Mas os resultados disponíveis sobre o efeito do consumo de álcool nos cânceres de fígado e pâncreas são diferentes: numa revisão publicada na revista Clinics and Research in Hepatology and Gastroenterology, os autores relatam que a maioria dos tumores hepáticos tem origem viral (embora, nos demais casos, o consumo de álcool seja um fator de risco relevante). Com relação ao câncer de pâncreas, ainda são necessários mais estudos para concluir se o consumo de bebidas alcoólicas é ou não um fator de risco, e em que medida.
Além da necessidade de estudar cada tipo de câncer separadamente, a disparidade nos resultados também se deve à dificuldade de analisar múltiplas pesquisas realizadas com parâmetros diferentes: em algumas o consumo alcoólico era medido em gramas consumidos, mas este varia segundo cada bebida; e quando o trabalho se centra nas bebidas propriamente ditas, estas costumam aparecer dentro de uma faixa de consumo (“menos de sete doses por semana”, por exemplo), e não em volumes concretos. Além disso, cada bebida é diferente tanto no seu conteúdo alcoólico como nas outras substâncias que a compõem: isto por um lado permitiu identificar o álcool como o principal agente carcinogênico das bebidas alcoólicas, já que é o único elemento comum a todas elas, mas, por outro, dificulta a comparação dos estudos entre si.

※

Tarefas do exercício:
A. Segundo o texto sobre álcool e câncer, qual é a origem da maioria dos tumores hepáticos?
B. Reproduza literalmente o trecho do texto sobre álcool e câncer que começa em “Mas os resultados” e vai até “em que medida.”, incluindo essas palavras.

※

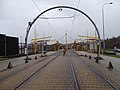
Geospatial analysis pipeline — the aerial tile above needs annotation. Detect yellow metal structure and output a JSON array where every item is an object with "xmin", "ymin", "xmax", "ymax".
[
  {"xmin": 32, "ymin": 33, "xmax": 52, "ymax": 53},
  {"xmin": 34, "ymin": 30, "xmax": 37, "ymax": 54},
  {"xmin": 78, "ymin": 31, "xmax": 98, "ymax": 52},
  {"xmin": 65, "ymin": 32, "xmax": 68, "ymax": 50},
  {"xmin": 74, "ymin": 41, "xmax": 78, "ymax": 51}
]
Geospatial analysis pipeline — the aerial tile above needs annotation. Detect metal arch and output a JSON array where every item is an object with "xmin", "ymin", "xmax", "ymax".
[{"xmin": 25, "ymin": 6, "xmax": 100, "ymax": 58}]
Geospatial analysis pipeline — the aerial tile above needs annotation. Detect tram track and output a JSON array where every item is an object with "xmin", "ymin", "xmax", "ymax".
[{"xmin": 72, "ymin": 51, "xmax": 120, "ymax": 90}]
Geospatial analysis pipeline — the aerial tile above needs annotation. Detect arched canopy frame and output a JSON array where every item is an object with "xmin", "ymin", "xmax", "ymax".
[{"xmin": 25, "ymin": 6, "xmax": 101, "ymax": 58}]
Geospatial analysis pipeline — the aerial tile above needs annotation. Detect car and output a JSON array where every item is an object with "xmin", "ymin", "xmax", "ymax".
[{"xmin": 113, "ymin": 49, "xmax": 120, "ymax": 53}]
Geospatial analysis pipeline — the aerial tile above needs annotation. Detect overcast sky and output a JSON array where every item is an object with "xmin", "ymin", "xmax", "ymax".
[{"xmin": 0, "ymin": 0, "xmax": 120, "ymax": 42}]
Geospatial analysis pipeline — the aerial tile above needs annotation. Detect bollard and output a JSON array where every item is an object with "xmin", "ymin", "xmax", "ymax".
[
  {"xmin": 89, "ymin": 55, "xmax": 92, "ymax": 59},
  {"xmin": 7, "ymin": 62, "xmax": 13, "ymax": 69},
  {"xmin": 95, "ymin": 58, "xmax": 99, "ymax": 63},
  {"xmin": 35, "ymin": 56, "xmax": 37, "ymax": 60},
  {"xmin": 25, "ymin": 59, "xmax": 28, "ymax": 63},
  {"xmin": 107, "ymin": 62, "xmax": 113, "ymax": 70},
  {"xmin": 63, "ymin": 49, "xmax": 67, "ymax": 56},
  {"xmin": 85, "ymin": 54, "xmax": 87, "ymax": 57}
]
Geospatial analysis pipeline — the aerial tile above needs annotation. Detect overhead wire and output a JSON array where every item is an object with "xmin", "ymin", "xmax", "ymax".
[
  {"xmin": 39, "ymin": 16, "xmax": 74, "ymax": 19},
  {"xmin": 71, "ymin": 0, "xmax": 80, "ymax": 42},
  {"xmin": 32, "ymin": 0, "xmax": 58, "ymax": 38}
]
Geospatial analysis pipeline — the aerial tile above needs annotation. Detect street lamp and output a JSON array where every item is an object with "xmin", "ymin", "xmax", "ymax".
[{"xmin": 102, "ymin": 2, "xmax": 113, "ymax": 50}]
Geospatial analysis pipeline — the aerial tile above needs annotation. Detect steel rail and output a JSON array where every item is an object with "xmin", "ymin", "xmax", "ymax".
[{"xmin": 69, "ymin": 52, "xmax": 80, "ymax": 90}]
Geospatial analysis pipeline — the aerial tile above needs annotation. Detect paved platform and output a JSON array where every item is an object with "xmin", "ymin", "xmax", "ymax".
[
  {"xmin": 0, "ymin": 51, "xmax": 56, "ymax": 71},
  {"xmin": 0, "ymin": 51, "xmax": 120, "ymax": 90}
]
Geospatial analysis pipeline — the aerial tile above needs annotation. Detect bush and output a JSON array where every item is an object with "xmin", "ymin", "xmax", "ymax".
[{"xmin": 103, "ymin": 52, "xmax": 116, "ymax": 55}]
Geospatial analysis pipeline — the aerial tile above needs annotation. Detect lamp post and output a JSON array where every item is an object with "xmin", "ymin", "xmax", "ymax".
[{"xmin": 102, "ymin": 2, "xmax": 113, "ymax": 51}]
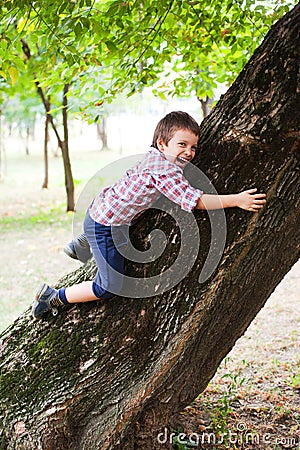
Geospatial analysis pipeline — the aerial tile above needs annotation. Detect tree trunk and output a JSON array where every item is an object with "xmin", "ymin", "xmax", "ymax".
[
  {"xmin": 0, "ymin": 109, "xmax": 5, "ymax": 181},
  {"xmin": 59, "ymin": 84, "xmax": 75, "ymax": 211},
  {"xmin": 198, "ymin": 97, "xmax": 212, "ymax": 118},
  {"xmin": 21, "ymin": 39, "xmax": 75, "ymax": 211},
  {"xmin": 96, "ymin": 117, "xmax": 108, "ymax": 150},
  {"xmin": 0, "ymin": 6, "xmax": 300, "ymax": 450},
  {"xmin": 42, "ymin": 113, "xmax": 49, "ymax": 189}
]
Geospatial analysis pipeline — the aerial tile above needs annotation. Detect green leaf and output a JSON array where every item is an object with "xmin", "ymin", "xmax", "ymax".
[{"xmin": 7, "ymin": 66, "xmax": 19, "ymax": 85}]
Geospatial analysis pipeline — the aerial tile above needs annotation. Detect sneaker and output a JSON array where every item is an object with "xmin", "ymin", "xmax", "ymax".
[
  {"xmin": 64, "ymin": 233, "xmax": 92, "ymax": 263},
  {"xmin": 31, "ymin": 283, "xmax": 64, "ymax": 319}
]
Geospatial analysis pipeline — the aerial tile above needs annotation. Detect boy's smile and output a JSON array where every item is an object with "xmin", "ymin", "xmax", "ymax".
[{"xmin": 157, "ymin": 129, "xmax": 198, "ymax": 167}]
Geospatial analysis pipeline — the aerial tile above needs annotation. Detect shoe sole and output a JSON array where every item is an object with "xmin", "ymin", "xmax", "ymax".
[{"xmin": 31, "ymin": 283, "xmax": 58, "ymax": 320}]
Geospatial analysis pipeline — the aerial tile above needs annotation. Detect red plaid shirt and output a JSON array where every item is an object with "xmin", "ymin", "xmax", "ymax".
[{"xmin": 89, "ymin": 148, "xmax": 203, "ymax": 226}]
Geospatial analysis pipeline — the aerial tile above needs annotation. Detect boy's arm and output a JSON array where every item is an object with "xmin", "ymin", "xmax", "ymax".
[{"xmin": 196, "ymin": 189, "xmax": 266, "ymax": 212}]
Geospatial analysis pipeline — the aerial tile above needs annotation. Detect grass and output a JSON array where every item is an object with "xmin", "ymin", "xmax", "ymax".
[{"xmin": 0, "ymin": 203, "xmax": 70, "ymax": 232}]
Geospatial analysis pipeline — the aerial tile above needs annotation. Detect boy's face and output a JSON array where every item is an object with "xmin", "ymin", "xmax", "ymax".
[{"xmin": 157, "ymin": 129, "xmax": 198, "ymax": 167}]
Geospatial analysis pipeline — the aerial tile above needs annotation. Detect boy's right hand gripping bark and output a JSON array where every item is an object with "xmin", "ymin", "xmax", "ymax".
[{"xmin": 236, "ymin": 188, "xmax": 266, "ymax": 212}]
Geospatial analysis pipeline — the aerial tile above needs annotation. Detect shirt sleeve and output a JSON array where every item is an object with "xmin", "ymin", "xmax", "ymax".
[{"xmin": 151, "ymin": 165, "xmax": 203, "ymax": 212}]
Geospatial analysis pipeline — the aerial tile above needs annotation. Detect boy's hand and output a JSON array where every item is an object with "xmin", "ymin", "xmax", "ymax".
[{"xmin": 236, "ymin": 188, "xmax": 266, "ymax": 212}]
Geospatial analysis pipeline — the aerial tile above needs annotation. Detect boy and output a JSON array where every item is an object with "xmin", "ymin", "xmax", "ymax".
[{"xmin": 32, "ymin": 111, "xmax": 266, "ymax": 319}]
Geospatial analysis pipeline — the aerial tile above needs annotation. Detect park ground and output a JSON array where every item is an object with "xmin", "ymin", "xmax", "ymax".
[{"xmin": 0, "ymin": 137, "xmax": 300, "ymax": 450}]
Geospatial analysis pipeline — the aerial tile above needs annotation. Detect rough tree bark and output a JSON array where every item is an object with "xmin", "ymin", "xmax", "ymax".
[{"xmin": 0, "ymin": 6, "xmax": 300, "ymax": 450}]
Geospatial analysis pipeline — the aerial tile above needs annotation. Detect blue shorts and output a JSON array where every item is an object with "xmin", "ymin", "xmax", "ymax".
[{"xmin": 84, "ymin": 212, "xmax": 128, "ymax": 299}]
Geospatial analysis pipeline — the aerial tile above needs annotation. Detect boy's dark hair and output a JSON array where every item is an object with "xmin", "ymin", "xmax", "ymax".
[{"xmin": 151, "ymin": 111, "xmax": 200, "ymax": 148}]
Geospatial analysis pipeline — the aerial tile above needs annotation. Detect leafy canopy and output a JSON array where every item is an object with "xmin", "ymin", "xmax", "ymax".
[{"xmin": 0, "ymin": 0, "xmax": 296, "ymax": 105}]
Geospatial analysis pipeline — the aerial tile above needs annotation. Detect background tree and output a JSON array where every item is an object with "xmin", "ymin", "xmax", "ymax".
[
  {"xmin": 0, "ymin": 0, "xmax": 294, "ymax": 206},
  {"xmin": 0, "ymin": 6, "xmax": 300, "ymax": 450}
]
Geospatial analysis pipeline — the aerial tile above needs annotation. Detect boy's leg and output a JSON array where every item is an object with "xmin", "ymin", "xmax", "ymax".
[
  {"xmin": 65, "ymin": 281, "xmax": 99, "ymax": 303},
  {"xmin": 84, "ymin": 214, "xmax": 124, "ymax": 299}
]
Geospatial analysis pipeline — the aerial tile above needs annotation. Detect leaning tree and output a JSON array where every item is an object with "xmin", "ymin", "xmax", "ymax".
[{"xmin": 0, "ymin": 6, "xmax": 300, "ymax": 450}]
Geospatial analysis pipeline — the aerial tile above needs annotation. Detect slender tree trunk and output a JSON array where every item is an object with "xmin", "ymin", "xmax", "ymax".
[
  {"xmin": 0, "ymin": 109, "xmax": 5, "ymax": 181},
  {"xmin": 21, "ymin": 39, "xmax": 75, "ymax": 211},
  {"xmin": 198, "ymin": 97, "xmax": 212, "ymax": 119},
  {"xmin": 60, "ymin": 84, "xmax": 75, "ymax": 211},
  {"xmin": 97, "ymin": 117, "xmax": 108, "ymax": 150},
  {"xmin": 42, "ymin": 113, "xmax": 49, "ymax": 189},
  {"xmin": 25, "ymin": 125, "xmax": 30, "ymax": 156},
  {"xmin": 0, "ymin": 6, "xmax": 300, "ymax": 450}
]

※

Respostas dadas:
A. A maioria dos tumores hepáticos tem origem viral.

B.
Mas os resultados disponíveis sobre o efeito do consumo de álcool nos cânceres de fígado e pâncreas são diferentes: numa revisão publicada na revista Clinics and Research in Hepatology and Gastroenterology, os autores relatam que a maioria dos tumores hepáticos tem origem viral (embora, nos demais casos, o consumo de álcool seja um fator de risco relevante). Com relação ao câncer de pâncreas, ainda são necessários mais estudos para concluir se o consumo de bebidas alcoólicas é ou não um fator de risco, e em que medida.